Given records:
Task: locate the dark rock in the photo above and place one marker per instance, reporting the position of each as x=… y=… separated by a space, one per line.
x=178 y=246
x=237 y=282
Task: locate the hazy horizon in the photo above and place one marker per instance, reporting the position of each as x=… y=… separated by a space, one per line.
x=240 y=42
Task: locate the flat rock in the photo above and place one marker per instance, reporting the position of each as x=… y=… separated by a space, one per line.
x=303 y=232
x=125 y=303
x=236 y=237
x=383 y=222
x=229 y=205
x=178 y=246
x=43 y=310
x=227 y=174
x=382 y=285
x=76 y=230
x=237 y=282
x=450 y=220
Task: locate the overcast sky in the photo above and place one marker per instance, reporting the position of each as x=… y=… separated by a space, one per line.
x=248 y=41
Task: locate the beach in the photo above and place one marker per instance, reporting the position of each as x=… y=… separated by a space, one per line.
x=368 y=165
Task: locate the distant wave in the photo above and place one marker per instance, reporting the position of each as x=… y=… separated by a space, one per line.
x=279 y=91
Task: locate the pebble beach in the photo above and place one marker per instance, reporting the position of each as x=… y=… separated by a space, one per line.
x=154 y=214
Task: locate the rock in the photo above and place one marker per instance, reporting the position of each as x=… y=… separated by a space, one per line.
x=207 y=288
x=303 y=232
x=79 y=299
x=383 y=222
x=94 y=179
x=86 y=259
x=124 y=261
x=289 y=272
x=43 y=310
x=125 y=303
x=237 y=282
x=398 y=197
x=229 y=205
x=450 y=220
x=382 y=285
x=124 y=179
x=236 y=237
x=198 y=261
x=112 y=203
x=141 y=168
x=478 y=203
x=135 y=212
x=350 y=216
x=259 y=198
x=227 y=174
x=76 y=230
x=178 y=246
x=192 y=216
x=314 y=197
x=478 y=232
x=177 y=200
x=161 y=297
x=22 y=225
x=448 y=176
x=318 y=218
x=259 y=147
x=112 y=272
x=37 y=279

Directions: Each record above should be returned exactly as it appears.

Completed task:
Task: locate the dark rock in the photo above and place one marker per instance, reporting the position of each as x=… y=… separated by a space, one per line.
x=178 y=246
x=237 y=282
Task: locate the hazy horizon in the photo above and place one marker per instance, reporting the position of each as x=… y=… separated by a space, one per line.
x=240 y=42
Task: locate the flat rock in the photo above and place one marker per instance, reporting the position of each as x=… y=… separated by a space, one per line.
x=303 y=232
x=125 y=303
x=236 y=237
x=383 y=222
x=229 y=205
x=178 y=246
x=43 y=310
x=227 y=174
x=382 y=285
x=76 y=230
x=237 y=282
x=450 y=220
Task: locate the overcast sky in the photo above and place one marker per instance, reporting the position of each as x=… y=… separated by a space, one per line.
x=248 y=41
Task: locate the beach in the photo above and place one marker per instance, reporting the position of each as x=… y=… separated by a space, one per line.
x=368 y=165
Task: locate the distant wave in the photo above and place one marker per instance, reporting the position of each as x=… y=… separated by a space, one per line.
x=279 y=91
Task: locate the pebble beach in the photo above and place one marker per instance, reporting the position of each as x=… y=… separated by a space, one per line.
x=154 y=214
Task: locate the rock in the photo above and place one marker per instance, reporting the position of each as x=… y=… separated by a space, one per line.
x=207 y=288
x=303 y=232
x=79 y=299
x=383 y=222
x=94 y=179
x=86 y=259
x=124 y=261
x=289 y=272
x=43 y=310
x=125 y=303
x=237 y=282
x=398 y=197
x=229 y=205
x=450 y=220
x=382 y=285
x=124 y=179
x=236 y=237
x=198 y=261
x=112 y=203
x=141 y=168
x=478 y=203
x=135 y=212
x=350 y=216
x=259 y=198
x=227 y=174
x=76 y=230
x=178 y=246
x=192 y=216
x=314 y=197
x=478 y=232
x=177 y=200
x=161 y=297
x=22 y=225
x=448 y=176
x=318 y=218
x=259 y=147
x=112 y=272
x=37 y=279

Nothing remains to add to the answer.